→ Work request: Exactly as given, repeat all of the entries.

--------------------------------------------------

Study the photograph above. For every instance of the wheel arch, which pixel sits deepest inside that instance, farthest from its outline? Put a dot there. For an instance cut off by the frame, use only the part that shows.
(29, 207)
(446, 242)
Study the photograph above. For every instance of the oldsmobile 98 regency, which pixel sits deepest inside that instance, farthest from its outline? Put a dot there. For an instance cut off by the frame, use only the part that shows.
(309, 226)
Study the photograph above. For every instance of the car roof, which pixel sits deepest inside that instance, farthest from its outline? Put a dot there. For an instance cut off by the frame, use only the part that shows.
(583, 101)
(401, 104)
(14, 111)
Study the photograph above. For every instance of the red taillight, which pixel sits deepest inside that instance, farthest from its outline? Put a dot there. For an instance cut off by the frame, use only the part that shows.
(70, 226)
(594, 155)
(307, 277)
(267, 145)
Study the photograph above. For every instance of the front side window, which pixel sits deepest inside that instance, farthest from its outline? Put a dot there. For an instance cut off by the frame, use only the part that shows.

--------------------------------------------------

→ Reply:
Study the photograph above. For every instance of the wheel arch, which pixel sits deepest inside that instance, farthest from its outline? Put a dot there. For an instance cut off by the frame, use only the part that shows.
(29, 207)
(446, 242)
Study the photograph above. For every instance of the oldsmobile 98 regency, which pixel sits deepest inside that instance, farthest from its outline? Put a dot there. For an instance cut off by the frame, use only the part that shows.
(309, 226)
Study the photograph above. For every instance of the car roof, which pixel sits deepest inside that instance, farthest from its outline? Put a dot there. For an instance cut off by the frame, use only the part that shows.
(583, 101)
(401, 104)
(14, 111)
Study the photograph above. For every instance of the red taillight, which pixel sits deepest inside that instance, farthest from its outline? Put a dot there. For an instance cut off by the frame, use only the part that shows.
(70, 226)
(594, 155)
(307, 277)
(267, 145)
Study the photograph above. For every instance of the front side window, which pixel sits deepest inside that instance, farthest from its outline? Put a dot there. For an instance cut off by the frame, use only the part that shows.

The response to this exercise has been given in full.